_Task A_: According to the High Crimes review, what charge does the husband face at his court-martial?
_Task B_: Name every actor mentioned in the High Crimes review.
_Task C_: Carry the High Crimes review forward from its final sentence.

_Excerpted passage_:
************
High Crimes
review by Gregory Avery, 5 April 2002
High Crimes is the sort of
woman-in-peril schlock that you usually see, being played out by
B-level actors, on Lifetime Television any Saturday or Sunday
afternoon -- which makes the involvement, here, of Morgan Freeman
and director Carl Franklin even more bewildering.
"The military have set-up your
husband," says one character early on, and that pretty much sums up
the entire picture. A successful, high-powered attorney (Ashley
Judd) -- who looks great in a dress suit, and can talk about sports
with the boys -- sees her husband (Jim Caviezel) arrested, rather
forcefully, and carted off to a U.S. Marine Corps base to face
charges before a court-martial. The attorney takes on her husband's
defense to find out just what they are: instigating a massacre in an
El Salvador village while operating as part of an elite paramilitary
unit in the country during the 1980s. She then seeks help from
another attorney (played by Freeman), who comes highly recommended
but also has a reputation for being a drunkard. The attorney's
husband looks soulfully into her eyes, tears falling, and tells her
he didn't do it; we wait to see whether or not he really, truly did,
after all. We also wait to see how long it's going to be before
Freeman's character falls off the wagon. Various other things ensue,
such as attempts on the main characters' lives.
Carl Franklin tries to stage this
with an emphasis on character action that would bring some further
dimension and life to the material, and, as in his previous films --
from One False Move (1992) to Devil in a Blue Dress
(1995) and One True Thing (1998) -- he gets very good work
from the actors. Judd and Freeman work very comfortably together
(they had previously appeared in Kiss the Girls, back in
1997), and Caviezel even looks less sleepy than usual, while Amanda
Peet does about as good a job as anyone could with an almost
hopeless part (the younger sister of Judd's character, who's as much
of a wreck as she's composed and immaculately groomed), and Adam
Scott does a more than perfectly fine job playing the somewhat-green
Marine attorney who's appointed to the husband's defense. The
excellent Bruce Davison also achieves, in only a few scenes, a
masterfully creepy turn as a distrustful Brigadier General.
************
_Dataset entries_:

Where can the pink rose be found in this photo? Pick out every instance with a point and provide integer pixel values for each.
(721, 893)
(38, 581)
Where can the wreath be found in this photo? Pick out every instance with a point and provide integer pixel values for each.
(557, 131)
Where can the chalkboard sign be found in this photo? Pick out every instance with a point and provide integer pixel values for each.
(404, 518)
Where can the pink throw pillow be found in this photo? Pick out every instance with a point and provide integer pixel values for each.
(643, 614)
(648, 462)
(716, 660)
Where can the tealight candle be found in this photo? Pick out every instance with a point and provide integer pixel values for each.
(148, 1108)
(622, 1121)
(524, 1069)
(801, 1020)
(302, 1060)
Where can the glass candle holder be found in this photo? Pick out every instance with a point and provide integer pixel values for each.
************
_Exercise output A_: He is charged with instigating a massacre in an El Salvador village while serving in an elite paramilitary unit there during the 1980s.

_Exercise output B_: Morgan Freeman, Ashley Judd, Jim Caviezel, Amanda Peet, Adam Scott, Bruce Davison

_Exercise output C_:
Franklin almost, but can't quite,
make the dumbbell ending work, though. and the film's coda
inadvertently turns the picture into a TV pilot -- The Further
Adventures of Ashley and Morgan, so to speak. I suspect
that Morgan Freeman is taking roles in movies like this and Along
Came a Spider because they're allow him to maintain his dignity
and stature as an actor while doing a perfectly respectable job of
acting in the films themselves. There are moments, though, in
High Crimes where he exercises his craft in such a way as to
make you realize, with a jolt, just how very, very good an actor
this guy can be. He needs material that is of the same caliber as
his acting abilities, rather than beneath them. |
Directed by:
Carl Franklin
Starring:
Ashley Judd
Morgan Freeman
Jim Caviezel
Amanda Peet
Adam Scott
Bruce Davison
Written
by:
Yuri Zeltser
Cary Bickley
Rated:
PG-13 - Parents
Strongly Cautioned.
Some material may
be inappropriate for
children under 13.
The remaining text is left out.